Critiques // Critique • “Hiver” de Jon Fosse à L’étoile du Nord

Critique • “Hiver” de Jon Fosse à L’étoile du Nord

Mar 23, 2012 | Aucun commentaire sur Critique • “Hiver” de Jon Fosse à L’étoile du Nord

Critique de Jean-Christophe Carius

L’étoile du Nord en hiver

Deux individus se croisent dans la ville. Un individu femme et un individu homme. Ils se rencontrent, se rapprochent, cohabitent, se quittent, se retrouvent, se rejoignent, et nous observons la trame filaire d’une mise en relation de couple, telle qu’elle peut se produire de nos jours.
Elle l’interpelle, se déclare “sa nana”, l’accompagne dans sa chambre à lui, se plaint, lui demande s’il la trouve belle. Il hésite, il a un rendez-vous pour son travail, l’invite dans sa chambre d’hôtel, répond “oui”, arrive trop tard à son rendez-vous. Elle dit qu’il ne fallait pas lui offrir des habits, qu’elle a répondu au téléphone à une femme, accepte de le retrouver le soir. Il dit que ça devait être sa femme, que les habits qu’il lui a offerts lui vont bien, lui demande si elle veut qu’ils se retrouvent le soir…  Il lui demande pourquoi elle n’est pas venue, lui raconte qu’il a démissionné de son travail, que sa femme l’a quitté. Elle le reconnaît finalement, s’étonne qu’il ait quitté son travail, accepte de rester, le rejoint, s’interroge à voix haute: “ça n’est pas comme ça…”

Jon Fosse, dramaturge norvégien de renom, crée un théâtre à l’écriture originale. Une langue de pensées répétitives et de dialogues aux accents du quotidien, composant avec les approximations, les suspends, le sur-texte social des échanges sans profondeur, mais développant en sourdine les aspirations, les élans et les rebonds de destins qui tentent de s’accomplir. Plutôt que du sens, sa phraséologie envoie des signaux, des affirmations et des questions inachevées, ponctuées de salves de “oui, oui, oui…”, de “non, non…” soulignant notre mode d’expression primaire, à nous autres animaux sociaux qui tentons de communiquer des points de vues presque toujours si bruts et si irrésolus qu’ils ne sortent que comme des petits cris expressifs.
Et pourtant, Jon Fosse nous montre que l’action se déroule en dépit de ces limites de conscience. Nous avançons toujours délibérément à la recherche de l’accomplissement de nos destinées, bien que prisonniers volontaires de nos formulations hasardeuses et des malentendus qu’elles engendrent.

::::::

TÂCHES À RÉALISER —
1 - Quelle nationalité la critique attribue-t-elle à Jon Fosse ?
2 - Résumez la critique en deux phrases.
3 - Dans la critique, modifiez le passage allant de "Critiques // Critique" jusqu'à "de nos jours." en y remplaçant "la ville" par "la gare".
Le matériel fourni n'est pas nécessaire pour ce travail.

::::::

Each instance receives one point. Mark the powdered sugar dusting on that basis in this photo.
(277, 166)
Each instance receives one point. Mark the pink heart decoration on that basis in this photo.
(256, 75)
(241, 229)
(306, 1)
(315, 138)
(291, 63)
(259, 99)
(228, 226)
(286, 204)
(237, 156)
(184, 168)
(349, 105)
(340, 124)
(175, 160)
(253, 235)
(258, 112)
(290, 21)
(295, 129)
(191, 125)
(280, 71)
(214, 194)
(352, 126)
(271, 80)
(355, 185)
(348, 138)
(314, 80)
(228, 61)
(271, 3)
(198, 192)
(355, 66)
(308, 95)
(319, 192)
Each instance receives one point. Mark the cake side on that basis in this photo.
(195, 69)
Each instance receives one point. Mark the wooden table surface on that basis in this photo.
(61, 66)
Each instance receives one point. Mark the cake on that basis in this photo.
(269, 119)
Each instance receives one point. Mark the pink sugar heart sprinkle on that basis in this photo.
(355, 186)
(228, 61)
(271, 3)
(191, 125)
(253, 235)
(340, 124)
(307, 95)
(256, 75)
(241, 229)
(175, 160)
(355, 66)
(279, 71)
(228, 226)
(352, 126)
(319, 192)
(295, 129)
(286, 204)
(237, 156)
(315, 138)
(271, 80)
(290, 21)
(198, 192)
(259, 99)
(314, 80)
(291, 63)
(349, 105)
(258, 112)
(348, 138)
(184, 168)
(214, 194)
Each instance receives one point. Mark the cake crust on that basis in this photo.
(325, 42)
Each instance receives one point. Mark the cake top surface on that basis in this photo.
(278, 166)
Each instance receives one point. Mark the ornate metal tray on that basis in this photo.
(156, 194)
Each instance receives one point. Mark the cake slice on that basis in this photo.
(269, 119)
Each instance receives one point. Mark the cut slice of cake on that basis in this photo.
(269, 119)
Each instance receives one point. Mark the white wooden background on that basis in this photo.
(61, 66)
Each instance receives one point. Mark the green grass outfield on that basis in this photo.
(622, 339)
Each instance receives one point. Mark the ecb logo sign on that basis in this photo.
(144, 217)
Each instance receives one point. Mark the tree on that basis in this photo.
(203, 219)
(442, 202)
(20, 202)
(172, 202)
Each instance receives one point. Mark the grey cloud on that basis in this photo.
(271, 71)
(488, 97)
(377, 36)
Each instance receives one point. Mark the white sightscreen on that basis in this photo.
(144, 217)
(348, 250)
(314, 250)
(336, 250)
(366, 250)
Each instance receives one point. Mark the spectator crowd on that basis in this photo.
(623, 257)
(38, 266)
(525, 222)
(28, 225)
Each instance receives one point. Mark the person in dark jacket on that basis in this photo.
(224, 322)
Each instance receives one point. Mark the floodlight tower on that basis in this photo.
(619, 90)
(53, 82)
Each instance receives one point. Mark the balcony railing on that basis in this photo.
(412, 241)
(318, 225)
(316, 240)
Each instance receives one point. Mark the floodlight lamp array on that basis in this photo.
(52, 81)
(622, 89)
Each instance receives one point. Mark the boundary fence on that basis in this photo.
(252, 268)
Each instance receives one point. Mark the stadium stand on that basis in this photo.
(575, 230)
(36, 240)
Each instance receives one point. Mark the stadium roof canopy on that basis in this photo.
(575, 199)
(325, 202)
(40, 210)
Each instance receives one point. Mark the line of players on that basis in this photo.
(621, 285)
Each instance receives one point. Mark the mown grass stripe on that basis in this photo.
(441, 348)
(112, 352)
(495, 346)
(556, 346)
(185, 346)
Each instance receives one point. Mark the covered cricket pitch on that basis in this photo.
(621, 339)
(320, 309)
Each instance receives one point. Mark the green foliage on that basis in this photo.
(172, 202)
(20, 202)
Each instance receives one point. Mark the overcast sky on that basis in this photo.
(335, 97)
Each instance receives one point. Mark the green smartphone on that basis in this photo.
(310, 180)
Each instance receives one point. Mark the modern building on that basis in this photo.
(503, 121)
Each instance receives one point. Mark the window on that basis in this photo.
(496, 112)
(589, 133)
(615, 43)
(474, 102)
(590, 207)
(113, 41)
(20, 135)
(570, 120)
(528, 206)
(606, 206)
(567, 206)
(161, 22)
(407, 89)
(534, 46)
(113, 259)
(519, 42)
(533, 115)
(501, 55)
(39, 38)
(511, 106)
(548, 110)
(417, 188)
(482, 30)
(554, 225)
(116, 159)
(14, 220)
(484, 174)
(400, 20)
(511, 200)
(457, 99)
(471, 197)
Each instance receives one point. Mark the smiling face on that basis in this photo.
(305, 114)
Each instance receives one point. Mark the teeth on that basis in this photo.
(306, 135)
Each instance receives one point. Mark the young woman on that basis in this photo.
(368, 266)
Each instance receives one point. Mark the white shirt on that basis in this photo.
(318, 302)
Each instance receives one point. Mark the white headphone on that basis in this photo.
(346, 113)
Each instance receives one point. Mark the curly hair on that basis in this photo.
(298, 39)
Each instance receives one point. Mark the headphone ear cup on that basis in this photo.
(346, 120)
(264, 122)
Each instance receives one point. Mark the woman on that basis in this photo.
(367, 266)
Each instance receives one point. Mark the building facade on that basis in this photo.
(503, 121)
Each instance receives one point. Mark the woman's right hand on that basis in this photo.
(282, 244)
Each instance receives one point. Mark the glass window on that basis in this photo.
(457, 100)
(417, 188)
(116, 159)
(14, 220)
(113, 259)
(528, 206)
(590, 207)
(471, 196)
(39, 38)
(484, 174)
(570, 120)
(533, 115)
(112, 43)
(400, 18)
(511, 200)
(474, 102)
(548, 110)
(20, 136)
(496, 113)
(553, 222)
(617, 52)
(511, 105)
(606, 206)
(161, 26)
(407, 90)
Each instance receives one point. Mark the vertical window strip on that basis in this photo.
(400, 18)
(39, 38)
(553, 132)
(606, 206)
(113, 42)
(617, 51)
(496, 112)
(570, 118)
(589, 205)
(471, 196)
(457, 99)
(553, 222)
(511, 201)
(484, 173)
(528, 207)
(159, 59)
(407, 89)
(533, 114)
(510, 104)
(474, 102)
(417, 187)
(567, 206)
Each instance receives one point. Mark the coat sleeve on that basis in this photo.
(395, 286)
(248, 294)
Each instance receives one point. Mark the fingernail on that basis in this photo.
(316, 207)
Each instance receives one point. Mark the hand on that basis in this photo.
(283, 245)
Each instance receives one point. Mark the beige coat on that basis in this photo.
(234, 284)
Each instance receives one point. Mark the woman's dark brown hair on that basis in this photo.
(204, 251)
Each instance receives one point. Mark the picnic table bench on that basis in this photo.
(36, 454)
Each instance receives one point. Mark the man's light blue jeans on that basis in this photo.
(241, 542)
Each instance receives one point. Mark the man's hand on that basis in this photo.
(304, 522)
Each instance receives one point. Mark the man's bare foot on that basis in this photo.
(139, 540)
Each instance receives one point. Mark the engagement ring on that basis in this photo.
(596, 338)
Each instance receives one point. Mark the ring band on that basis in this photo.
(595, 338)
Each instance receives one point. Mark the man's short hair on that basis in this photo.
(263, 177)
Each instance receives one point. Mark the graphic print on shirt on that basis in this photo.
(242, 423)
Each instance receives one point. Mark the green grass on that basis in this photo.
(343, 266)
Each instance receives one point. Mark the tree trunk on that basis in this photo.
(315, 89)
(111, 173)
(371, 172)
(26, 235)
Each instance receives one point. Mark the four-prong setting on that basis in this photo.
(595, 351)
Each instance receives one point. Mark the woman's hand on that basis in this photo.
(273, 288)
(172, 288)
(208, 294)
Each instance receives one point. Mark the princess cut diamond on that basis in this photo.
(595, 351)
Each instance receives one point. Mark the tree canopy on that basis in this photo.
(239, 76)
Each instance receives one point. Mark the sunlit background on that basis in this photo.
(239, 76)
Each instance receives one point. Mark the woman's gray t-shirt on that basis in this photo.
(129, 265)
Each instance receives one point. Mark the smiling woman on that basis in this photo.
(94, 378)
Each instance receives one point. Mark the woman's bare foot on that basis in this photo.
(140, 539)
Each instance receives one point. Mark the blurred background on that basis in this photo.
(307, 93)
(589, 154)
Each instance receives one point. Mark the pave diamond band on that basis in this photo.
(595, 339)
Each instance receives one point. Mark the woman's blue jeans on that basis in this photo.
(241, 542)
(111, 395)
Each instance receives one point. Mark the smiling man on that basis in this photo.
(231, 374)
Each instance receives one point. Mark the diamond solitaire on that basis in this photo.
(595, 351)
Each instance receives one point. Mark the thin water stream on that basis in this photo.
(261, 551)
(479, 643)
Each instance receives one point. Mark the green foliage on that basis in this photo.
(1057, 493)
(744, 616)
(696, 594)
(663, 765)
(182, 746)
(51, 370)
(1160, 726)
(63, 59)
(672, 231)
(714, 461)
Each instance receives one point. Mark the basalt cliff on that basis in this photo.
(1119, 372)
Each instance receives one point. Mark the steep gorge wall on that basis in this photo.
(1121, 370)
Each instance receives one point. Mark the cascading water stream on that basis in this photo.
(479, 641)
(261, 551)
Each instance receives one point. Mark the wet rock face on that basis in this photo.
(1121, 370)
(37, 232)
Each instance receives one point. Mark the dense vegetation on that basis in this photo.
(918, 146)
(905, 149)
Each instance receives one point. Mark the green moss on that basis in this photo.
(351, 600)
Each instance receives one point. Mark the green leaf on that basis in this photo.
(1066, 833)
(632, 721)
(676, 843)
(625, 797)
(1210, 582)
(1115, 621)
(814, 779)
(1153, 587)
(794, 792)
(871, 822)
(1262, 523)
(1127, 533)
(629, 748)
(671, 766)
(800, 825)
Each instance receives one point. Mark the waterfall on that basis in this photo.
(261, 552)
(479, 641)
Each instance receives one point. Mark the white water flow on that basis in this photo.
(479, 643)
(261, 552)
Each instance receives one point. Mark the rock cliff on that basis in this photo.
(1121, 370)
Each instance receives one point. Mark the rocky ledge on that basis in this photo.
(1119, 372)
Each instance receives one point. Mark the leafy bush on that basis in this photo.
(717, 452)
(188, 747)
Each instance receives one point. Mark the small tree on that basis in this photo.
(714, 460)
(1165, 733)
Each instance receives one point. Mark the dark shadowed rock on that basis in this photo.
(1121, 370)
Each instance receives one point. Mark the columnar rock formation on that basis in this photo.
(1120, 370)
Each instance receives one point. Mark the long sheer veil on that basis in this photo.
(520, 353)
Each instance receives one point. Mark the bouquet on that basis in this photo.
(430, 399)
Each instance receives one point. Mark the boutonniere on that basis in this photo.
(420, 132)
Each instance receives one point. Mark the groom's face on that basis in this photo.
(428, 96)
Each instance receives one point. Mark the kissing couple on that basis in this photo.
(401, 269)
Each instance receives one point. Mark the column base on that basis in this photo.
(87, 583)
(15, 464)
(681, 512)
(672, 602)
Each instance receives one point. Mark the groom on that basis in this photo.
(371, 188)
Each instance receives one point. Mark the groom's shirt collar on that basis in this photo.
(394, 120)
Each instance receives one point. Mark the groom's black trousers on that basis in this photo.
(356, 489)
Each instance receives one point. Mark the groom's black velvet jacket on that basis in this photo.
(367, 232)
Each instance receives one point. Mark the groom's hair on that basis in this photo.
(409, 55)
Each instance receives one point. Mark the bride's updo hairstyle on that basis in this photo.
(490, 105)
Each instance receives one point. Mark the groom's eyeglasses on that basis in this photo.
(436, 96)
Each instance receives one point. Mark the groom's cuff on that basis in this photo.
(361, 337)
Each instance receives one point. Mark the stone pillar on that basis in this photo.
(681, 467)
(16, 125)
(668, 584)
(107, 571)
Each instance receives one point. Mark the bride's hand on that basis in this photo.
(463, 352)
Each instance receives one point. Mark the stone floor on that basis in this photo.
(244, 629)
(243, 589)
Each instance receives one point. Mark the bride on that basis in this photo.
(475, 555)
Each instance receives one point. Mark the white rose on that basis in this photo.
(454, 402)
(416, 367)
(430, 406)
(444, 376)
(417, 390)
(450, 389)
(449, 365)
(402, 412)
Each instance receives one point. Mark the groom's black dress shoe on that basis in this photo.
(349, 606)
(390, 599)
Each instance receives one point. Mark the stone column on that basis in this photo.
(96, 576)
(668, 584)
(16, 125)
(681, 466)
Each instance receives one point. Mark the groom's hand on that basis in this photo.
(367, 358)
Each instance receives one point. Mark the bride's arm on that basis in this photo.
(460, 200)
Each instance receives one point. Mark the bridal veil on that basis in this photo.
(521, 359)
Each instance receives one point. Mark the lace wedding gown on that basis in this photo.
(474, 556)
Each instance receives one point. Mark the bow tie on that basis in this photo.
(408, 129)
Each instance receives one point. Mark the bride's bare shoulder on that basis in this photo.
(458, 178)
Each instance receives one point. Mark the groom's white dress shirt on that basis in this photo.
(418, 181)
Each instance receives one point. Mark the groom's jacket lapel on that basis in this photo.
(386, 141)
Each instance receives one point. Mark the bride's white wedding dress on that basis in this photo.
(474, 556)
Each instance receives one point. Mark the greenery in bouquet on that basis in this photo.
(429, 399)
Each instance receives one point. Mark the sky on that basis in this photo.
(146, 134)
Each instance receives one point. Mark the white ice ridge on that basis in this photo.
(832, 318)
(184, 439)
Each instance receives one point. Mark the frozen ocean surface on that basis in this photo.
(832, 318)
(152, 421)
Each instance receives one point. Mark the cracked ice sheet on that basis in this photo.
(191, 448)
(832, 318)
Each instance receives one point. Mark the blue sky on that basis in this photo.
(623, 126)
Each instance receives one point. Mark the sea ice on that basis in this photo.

::::::

RÉPONSES PAR TÂCHE —
1 - Il est norvégien.

2 - La critique décrit deux individus, une femme et un homme, qui se croisent dans la ville, se rapprochent, se quittent et se retrouvent, selon la trame d'une mise en relation de couple telle qu'elle peut se produire de nos jours. Elle présente l'écriture de Jon Fosse comme une langue de pensées répétitives et de dialogues quotidiens, faite de questions inachevées, où l'action se déroule malgré des formulations hasardeuses et les malentendus qu'elles engendrent.

3 -
Critiques // Critique • “Hiver” de Jon Fosse à L’étoile du Nord

Critique • “Hiver” de Jon Fosse à L’étoile du Nord

Mar 23, 2012 | Aucun commentaire sur Critique • “Hiver” de Jon Fosse à L’étoile du Nord

Critique de Jean-Christophe Carius

L’étoile du Nord en hiver

Deux individus se croisent dans la gare. Un individu femme et un individu homme. Ils se rencontrent, se rapprochent, cohabitent, se quittent, se retrouvent, se rejoignent, et nous observons la trame filaire d’une mise en relation de couple, telle qu’elle peut se produire de nos jours.